## START Text to read

THE Global Justice Movement Website

THE Global Justice Movement Website
This is the "Global Justice Movement" (dot org) we refer to in the title of this blog.

Tuesday, October 6, 2015

The REAL Problem With Socialism, II: The Substance Trick


Yesterday, consistent with our claim that socialism is one thing under many names, we explained how, by constantly changing definitions, socialists change the outward form of socialism, but leave the substance — the abolition of private property — absolutely inviolate.  The problem is that by constantly changing definitions, we have a hard time pinning down the basic theory that makes socialism ultimately an in- or non-human system.

Leo XIII: the chief tenet of socialism: common ownership.
As both Karl Marx and Pope Leo XIII pointed out, socialism is best defined by its chief characteristic, the abolition of private property.  As we’ve seen, however, socialists are adept at slithering out of that definition simply by redefining basic terms.  That’s why we need to look at the substance of the problem, not the form, to discern the theory that makes socialism unpalatable.  And if you thought yesterday was bad, hang on.  This ride is going to be even rougher.

The fundamental error of socialism — the substance that trumps its many forms — is the fixed belief that the collective (by whatever name you choose to call it) has rights that individual human beings do not.  In atheistic socialism, rights that the collective have are either self-generated, or are created by the members of the collective as expedients.  In religious socialism, God grants rights to the collective.

We’ll deal with the atheists first.  Can anything or anyone self-generate anything?  No.  We realize that’s a bit short, but we’ve never seen any argument or proof advanced that anything created itself.  Even God is described as “uncreated” and thus not “self-created.”  Efforts of atheists to be witty by saying that man created God in man’s own image acknowledge the principle that nothing — not even God — can create itself.  Something can only be created, or be uncreated.  There is no middle ground.

What about the theory that the members of the collective joined together and created rights that they then vested in the collective?  The same problem exists.  Where did the members of the collective get the rights that they then vested in the collective?  They couldn’t self-generate or create them, for nothing can generate itself, not even God.

"Your argument is circular.  Stop it."
Thus, the atheist argument for socialism falls apart because it is a circular argument, a logical fallacy.  It violates the first principle of reason, that nothing can both “be” and “not be” at the same time under the same conditions.  Nothing can both be logical and illogical at the same time.

The deist socialist claim is a little (okay, a lot) more complex to refute, because it does acknowledge the fundamental truth that all things ultimately come from God.  This is true . . . ultimately.

To refute religious socialism, we start with the assumption that God is the Supreme Being, omnipotent and omniscient.  He knows everything.  Yes, everything.

Ponder that for a moment.  As the Creator, God.  Knows.  Everything.  He knows it in such minute detail that no human being could ever even approach God’s level of knowing.  He knows everything — except Himself — fully, completely, and objectively from direct observation.  He doesn’t have to say to Himself, “This is a chair.  It has these general characteristics.  Therefore I can include in the class of ‘chair’ all things that have these general characteristics.”  No, God doesn’t have to stop and figure out whether a thing is a thing.  He already knows with a certainty that no human being can ever approach.

There is only one thing of which God does not have full and objective knowledge: Himself.  Even there, however, His “speculative knowledge” (that which is attained by the use of reason) is absolutely perfect and full, and is indistinguishable from objective knowledge.  God is not like us.  He is perfect and cannot make mistakes in His reasoning (speculative knowledge) or anything else.

## END Text to read
## START Available data

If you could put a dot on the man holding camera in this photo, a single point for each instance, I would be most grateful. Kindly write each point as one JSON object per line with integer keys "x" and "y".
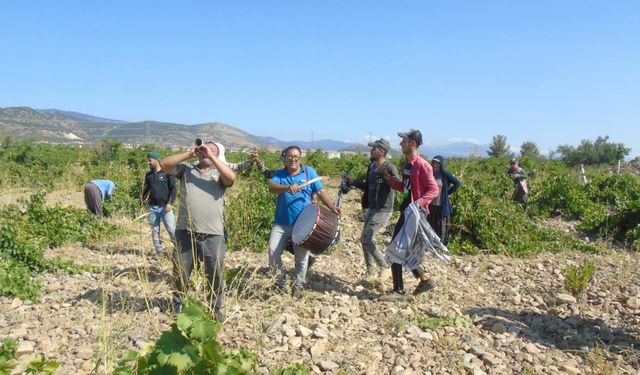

## END Available data

- Jobs -
• a. Answer these questions about the blog post on socialism, one per line:
(i) Which two people pointed out that socialism is best defined by its chief characteristic?
(ii) In religious socialism, who grants rights to the collective?
(iii) What is the only thing of which God does not have full and objective knowledge?
• b. Pick up the blog post on socialism after its last sentence and keep writing it.
The material above is separate from the blog post on socialism.

- Results of the tasks -
• a.
(i) Karl Marx and Pope Leo XIII
(ii) God
(iii) Himself

• b.
"Cheese whiz, guys, can't you get it? I made you, I know you!"
So, how do we human beings get along, not being able to know everything, or (in comparison with God) even the tiniest bit of the smallest part of the minutest piece of everything?  We are not perfect, and can make mistakes.  Also, we’re not omniscient, and cannot know everything by objective observation.

Not being infinitely perfect (but infinitely perfectible), we human beings need a crutch to grasp even a working knowledge of things that God knows without having to bother with reason.  This “crutch” is called “abstraction.”  We human beings observe, form ideas, experiment, correct those ideas, and finally create an “ideal,” an abstraction or generalization that allows us to function in a world that we can never fully understand or know.

Again, God does not do this.  He doesn’t have to.  He is a “necessary being,” and all that He does is, by definition, necessary.  He does nothing that is not necessary.  Since He does not need to abstract — keep in mind that even His speculative knowledge of Himself is absolutely perfect and indistinguishable from objective knowledge — God, of course, does not abstract.  Period.  End of story.

Are you ready for the obvious conclusion?  Religious socialists claim that God grants rights to the collective that He does not grant to individual human beings.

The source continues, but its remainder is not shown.